- SOURCE MATERIAL -
################
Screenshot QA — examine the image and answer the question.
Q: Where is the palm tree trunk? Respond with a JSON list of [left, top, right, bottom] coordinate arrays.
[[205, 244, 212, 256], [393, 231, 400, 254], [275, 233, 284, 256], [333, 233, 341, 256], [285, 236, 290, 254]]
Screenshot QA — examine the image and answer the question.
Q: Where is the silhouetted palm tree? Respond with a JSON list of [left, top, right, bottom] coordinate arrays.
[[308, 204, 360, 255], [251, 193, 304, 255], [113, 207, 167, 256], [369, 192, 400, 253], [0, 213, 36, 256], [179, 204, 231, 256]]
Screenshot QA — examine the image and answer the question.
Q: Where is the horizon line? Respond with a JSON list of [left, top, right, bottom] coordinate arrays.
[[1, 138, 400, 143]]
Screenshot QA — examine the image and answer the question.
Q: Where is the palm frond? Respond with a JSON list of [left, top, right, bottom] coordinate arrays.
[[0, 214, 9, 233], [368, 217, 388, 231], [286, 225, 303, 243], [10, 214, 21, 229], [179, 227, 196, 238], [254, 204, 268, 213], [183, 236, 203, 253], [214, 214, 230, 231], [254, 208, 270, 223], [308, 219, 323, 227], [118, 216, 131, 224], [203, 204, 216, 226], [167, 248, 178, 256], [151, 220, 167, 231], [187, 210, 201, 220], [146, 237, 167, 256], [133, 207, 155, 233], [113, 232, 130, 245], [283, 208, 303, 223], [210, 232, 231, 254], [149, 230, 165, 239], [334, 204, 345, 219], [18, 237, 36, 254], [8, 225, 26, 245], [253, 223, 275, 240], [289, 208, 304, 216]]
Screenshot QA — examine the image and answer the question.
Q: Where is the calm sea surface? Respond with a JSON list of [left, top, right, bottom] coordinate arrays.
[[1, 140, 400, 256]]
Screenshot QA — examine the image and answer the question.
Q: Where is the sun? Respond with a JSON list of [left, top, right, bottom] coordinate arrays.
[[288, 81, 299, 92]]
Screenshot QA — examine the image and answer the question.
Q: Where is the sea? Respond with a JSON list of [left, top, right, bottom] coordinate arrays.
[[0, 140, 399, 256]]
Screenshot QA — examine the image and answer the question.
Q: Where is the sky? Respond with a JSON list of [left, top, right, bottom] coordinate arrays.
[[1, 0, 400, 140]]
################
- YOUR GOAL -
Line by line, the data should be returned exactly as written.

- EXERCISE RESPONSE -
Screenshot QA — examine the image and answer the question.
Q: Where is the palm tree trunk? Respond with a JSON list of [left, top, right, bottom] coordinate arrays.
[[205, 244, 212, 256], [393, 231, 400, 254], [275, 233, 284, 256], [333, 233, 341, 256], [285, 236, 290, 254]]
Screenshot QA — examine the image and answer the question.
Q: Where is the silhouetted palm tree? Respond with a JSON list of [left, top, right, bottom] coordinate arrays.
[[308, 204, 360, 255], [251, 193, 304, 255], [113, 207, 167, 256], [369, 192, 400, 253], [0, 213, 36, 256], [179, 204, 231, 256]]
Screenshot QA — examine the image and answer the question.
Q: Where is the horizon line? Respond with a JSON list of [left, top, right, bottom] coordinate arrays.
[[1, 138, 400, 143]]
Screenshot QA — examine the image and answer the question.
Q: Where is the palm frond? Respond with a JSON list of [left, top, right, bottom] coordinate arrays.
[[0, 214, 9, 233], [368, 217, 388, 231], [286, 225, 303, 243], [10, 214, 21, 229], [179, 227, 196, 238], [254, 204, 268, 213], [183, 236, 203, 253], [214, 214, 230, 231], [254, 208, 270, 223], [308, 219, 323, 227], [118, 216, 131, 224], [203, 204, 216, 226], [167, 248, 178, 256], [151, 220, 167, 231], [187, 210, 201, 220], [146, 237, 167, 256], [133, 207, 155, 233], [113, 232, 130, 245], [283, 208, 303, 223], [210, 232, 231, 254], [149, 230, 165, 239], [334, 204, 345, 219], [18, 237, 36, 254], [8, 225, 26, 245], [253, 223, 275, 240], [289, 208, 304, 216]]
Screenshot QA — examine the image and answer the question.
Q: Where is the calm sea surface? Respond with a JSON list of [left, top, right, bottom] coordinate arrays.
[[1, 140, 400, 256]]
Screenshot QA — examine the image and answer the question.
Q: Where is the sun? Respond with a JSON list of [left, top, right, bottom] coordinate arrays.
[[288, 81, 299, 92]]
Screenshot QA — examine the image and answer the question.
Q: Where is the sea? Respond with a JSON list of [left, top, right, bottom] coordinate arrays.
[[0, 140, 399, 256]]
Screenshot QA — examine the image and answer the question.
Q: Where is the sky? Respond with a JSON list of [left, top, right, bottom] coordinate arrays.
[[1, 0, 400, 140]]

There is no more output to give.